Problem 1 => Count the lines of the records that contain the string "right", and reply with that number alone.

Text block =>
◇ ◇ ◇ ◇
# Casper makes a comeback - with a new haircut!



## quadshotoffaith (Oct 14, 2010)

Don't know if any of you remember little Casper...I love to look at everyone's picture, but am usually to shy to reply.
However, I'd love to see everyone's puppy cuts. Do you like leaving the ears long or cutting them short? What's the 'style' that you prefer?
When we took Caspie to the groomer's, we asked for them to trim her so that she's 'neat', and to shave her body a little shorter as to give the illusion of a 'skirt', but not so much so that she appears like a schnauzer or cocker spaniel. I really want to let her ears grow out though.


----------



## Snowbody (Jan 3, 2009)

I think Casper looks adorable. :wub::wub: I love that next to last picture of her. I'm happy you posted her pictures. I think there was a puppy cut thread with lots of pix of puppy cuts that you can check out but I think she looks like a cute Malt, not a Schnauzer or Cocker Spaniel for sure.:thumbsup:


----------



## Maglily (Feb 3, 2009)

She looks like a happy little thing, so cute too with her new haircut.


----------



## malteseboy22 (May 25, 2010)

Yes Casper looks happy about the new haircut...and yes he looks like a Malt.


----------



## Sandcastles (Jul 7, 2010)

Adorable! I love the cut - certainly looks like a Malt to me!


----------



## maltemom09 (Jan 27, 2010)

Adorable! Bailey is getting ready for his next haircut this week.


----------



## LuluLolly (Oct 7, 2009)

Casper is a shining star in her new haircut!


----------



## missiek (Jan 2, 2010)

I think she looks adorable!!


----------



## yeagerbum (Apr 20, 2010)

Aw Casper is a cutie!!! :wub: I love her new haircut


----------



## aprilb (Jul 9, 2010)
◇ ◇ ◇ ◇
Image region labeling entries
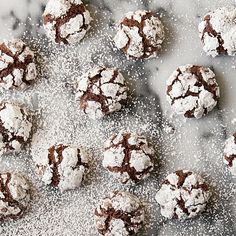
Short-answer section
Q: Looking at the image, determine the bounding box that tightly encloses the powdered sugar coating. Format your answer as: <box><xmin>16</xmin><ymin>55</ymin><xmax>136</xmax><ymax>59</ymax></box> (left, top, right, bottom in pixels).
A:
<box><xmin>114</xmin><ymin>10</ymin><xmax>164</xmax><ymax>58</ymax></box>
<box><xmin>0</xmin><ymin>102</ymin><xmax>32</xmax><ymax>155</ymax></box>
<box><xmin>43</xmin><ymin>0</ymin><xmax>92</xmax><ymax>44</ymax></box>
<box><xmin>76</xmin><ymin>67</ymin><xmax>128</xmax><ymax>119</ymax></box>
<box><xmin>198</xmin><ymin>7</ymin><xmax>236</xmax><ymax>57</ymax></box>
<box><xmin>0</xmin><ymin>172</ymin><xmax>31</xmax><ymax>221</ymax></box>
<box><xmin>34</xmin><ymin>144</ymin><xmax>88</xmax><ymax>192</ymax></box>
<box><xmin>102</xmin><ymin>131</ymin><xmax>154</xmax><ymax>183</ymax></box>
<box><xmin>167</xmin><ymin>65</ymin><xmax>220</xmax><ymax>119</ymax></box>
<box><xmin>0</xmin><ymin>39</ymin><xmax>37</xmax><ymax>90</ymax></box>
<box><xmin>155</xmin><ymin>170</ymin><xmax>211</xmax><ymax>220</ymax></box>
<box><xmin>224</xmin><ymin>133</ymin><xmax>236</xmax><ymax>177</ymax></box>
<box><xmin>95</xmin><ymin>191</ymin><xmax>144</xmax><ymax>236</ymax></box>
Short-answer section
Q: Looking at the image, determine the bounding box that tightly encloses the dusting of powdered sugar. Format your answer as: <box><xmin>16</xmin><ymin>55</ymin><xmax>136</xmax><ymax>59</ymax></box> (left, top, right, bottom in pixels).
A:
<box><xmin>114</xmin><ymin>10</ymin><xmax>164</xmax><ymax>58</ymax></box>
<box><xmin>0</xmin><ymin>39</ymin><xmax>37</xmax><ymax>90</ymax></box>
<box><xmin>198</xmin><ymin>7</ymin><xmax>236</xmax><ymax>57</ymax></box>
<box><xmin>95</xmin><ymin>192</ymin><xmax>144</xmax><ymax>236</ymax></box>
<box><xmin>33</xmin><ymin>145</ymin><xmax>88</xmax><ymax>192</ymax></box>
<box><xmin>0</xmin><ymin>172</ymin><xmax>31</xmax><ymax>221</ymax></box>
<box><xmin>156</xmin><ymin>170</ymin><xmax>211</xmax><ymax>220</ymax></box>
<box><xmin>224</xmin><ymin>133</ymin><xmax>236</xmax><ymax>177</ymax></box>
<box><xmin>76</xmin><ymin>67</ymin><xmax>128</xmax><ymax>119</ymax></box>
<box><xmin>0</xmin><ymin>102</ymin><xmax>32</xmax><ymax>154</ymax></box>
<box><xmin>43</xmin><ymin>0</ymin><xmax>91</xmax><ymax>44</ymax></box>
<box><xmin>167</xmin><ymin>65</ymin><xmax>220</xmax><ymax>119</ymax></box>
<box><xmin>102</xmin><ymin>131</ymin><xmax>154</xmax><ymax>183</ymax></box>
<box><xmin>0</xmin><ymin>0</ymin><xmax>235</xmax><ymax>236</ymax></box>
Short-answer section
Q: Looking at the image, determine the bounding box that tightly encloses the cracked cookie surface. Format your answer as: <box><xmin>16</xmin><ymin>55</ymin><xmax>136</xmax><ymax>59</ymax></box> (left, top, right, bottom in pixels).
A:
<box><xmin>0</xmin><ymin>102</ymin><xmax>32</xmax><ymax>154</ymax></box>
<box><xmin>34</xmin><ymin>144</ymin><xmax>88</xmax><ymax>192</ymax></box>
<box><xmin>0</xmin><ymin>172</ymin><xmax>31</xmax><ymax>221</ymax></box>
<box><xmin>198</xmin><ymin>7</ymin><xmax>236</xmax><ymax>57</ymax></box>
<box><xmin>155</xmin><ymin>170</ymin><xmax>211</xmax><ymax>220</ymax></box>
<box><xmin>76</xmin><ymin>67</ymin><xmax>128</xmax><ymax>119</ymax></box>
<box><xmin>224</xmin><ymin>133</ymin><xmax>236</xmax><ymax>177</ymax></box>
<box><xmin>43</xmin><ymin>0</ymin><xmax>91</xmax><ymax>44</ymax></box>
<box><xmin>102</xmin><ymin>131</ymin><xmax>154</xmax><ymax>184</ymax></box>
<box><xmin>114</xmin><ymin>10</ymin><xmax>165</xmax><ymax>59</ymax></box>
<box><xmin>95</xmin><ymin>191</ymin><xmax>144</xmax><ymax>236</ymax></box>
<box><xmin>166</xmin><ymin>65</ymin><xmax>220</xmax><ymax>119</ymax></box>
<box><xmin>0</xmin><ymin>39</ymin><xmax>37</xmax><ymax>90</ymax></box>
◇ ◇ ◇ ◇
Problem 2 => Repeat, word for word, the part of the forum thread about Casper's new haircut that opens with the words "She looks like a happy" and closes with "like a Malt.".

Reply 1 => 3

Reply 2 =>
She looks like a happy little thing, so cute too with her new haircut.


----------



## malteseboy22 (May 25, 2010)

Yes Casper looks happy about the new haircut...and yes he looks like a Malt.